- **WORK ITEM**:
Down to the last line, retype the records below exactly and skip the pictures.

- **THE INPUT**:
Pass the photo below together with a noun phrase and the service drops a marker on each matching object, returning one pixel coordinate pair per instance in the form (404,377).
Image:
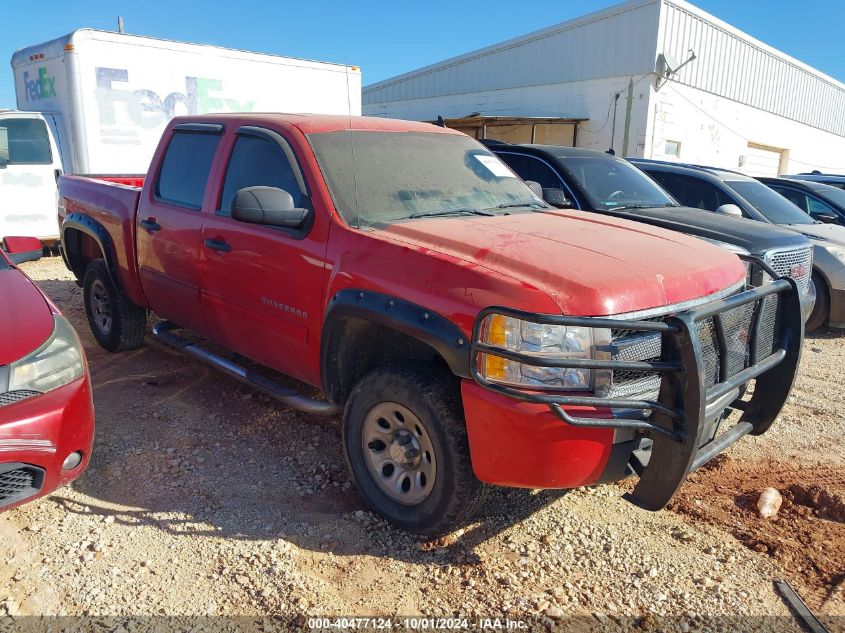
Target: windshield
(24,142)
(383,177)
(771,204)
(834,195)
(614,183)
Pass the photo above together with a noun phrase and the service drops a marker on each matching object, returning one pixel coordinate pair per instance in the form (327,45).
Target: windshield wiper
(457,211)
(511,205)
(626,207)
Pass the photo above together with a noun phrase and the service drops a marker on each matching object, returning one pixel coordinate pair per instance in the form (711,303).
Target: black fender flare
(96,231)
(405,317)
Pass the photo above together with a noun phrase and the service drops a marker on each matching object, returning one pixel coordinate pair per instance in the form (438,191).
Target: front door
(262,285)
(169,227)
(29,165)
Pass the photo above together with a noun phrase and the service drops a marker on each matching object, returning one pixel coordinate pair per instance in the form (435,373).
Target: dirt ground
(206,499)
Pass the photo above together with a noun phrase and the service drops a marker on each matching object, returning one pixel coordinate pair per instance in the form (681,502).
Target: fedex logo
(40,87)
(149,109)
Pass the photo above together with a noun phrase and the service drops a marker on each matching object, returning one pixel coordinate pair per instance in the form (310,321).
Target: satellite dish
(666,64)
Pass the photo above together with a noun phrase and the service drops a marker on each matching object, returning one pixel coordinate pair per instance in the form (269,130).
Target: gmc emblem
(797,271)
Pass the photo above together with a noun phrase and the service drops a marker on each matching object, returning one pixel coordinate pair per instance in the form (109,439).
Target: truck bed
(111,204)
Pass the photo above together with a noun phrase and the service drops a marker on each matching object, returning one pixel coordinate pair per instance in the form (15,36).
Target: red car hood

- **EXERCISE OUTPUT**:
Pass the photo below together with a noun phrase and the service drops a marker on each matching object, returning one pixel coordinate pair per instance in the form (404,377).
Image:
Target: windshield
(24,142)
(383,177)
(771,204)
(834,195)
(614,183)
Pass the photo above together with a noun phrase and the service drops a marker on each matching object, returning one pixel coordinate pair per instance in the form (327,45).
Target: windshield wiper
(457,211)
(511,205)
(626,207)
Pass the photo above together with a noun phrase and the service drops a marker on each matching object, returning one pixel coordinate pair per instance in the form (711,303).
Target: black fender flare
(96,231)
(405,317)
Pass the photo above together with a noun phrase and the service drops a marker on each matching object, returning one pixel coordinate pair per instance in the form (438,191).
Target: front door
(262,285)
(169,227)
(29,165)
Pass the photo above together with a noun phrase and the service drops a marker on each matching object, returning one pixel coordinate pair per instance in the form (435,373).
Target: dirt ground
(206,499)
Pass the photo above together with a noun phrase and the service drops a marker on each matching object, returning one pixel coordinate pair per instance in the form (681,502).
Target: fedex logo
(40,87)
(149,109)
Pass the photo above together with a noun phrase and the service drops a marker on each matching object, returning one pixel coordinate pair per instance in the form (310,321).
Target: satellite dish
(666,64)
Pass the photo above together with a noun phrase and the service drops a marker on each matching object, returning one pixel coordinate pair per instance in the form (269,130).
Target: gmc emblem
(797,271)
Pass the photo above together with a noun phrase and the service drops a marker on each matching object, returning one pixel coordinate pair per instance in the form (109,439).
Target: truck bed
(111,204)
Pass the photo above together with a noun phrase and the service drops a marker on each matching object, returning one pixel coordinate pair per instance in the form (15,36).
Target: red car hood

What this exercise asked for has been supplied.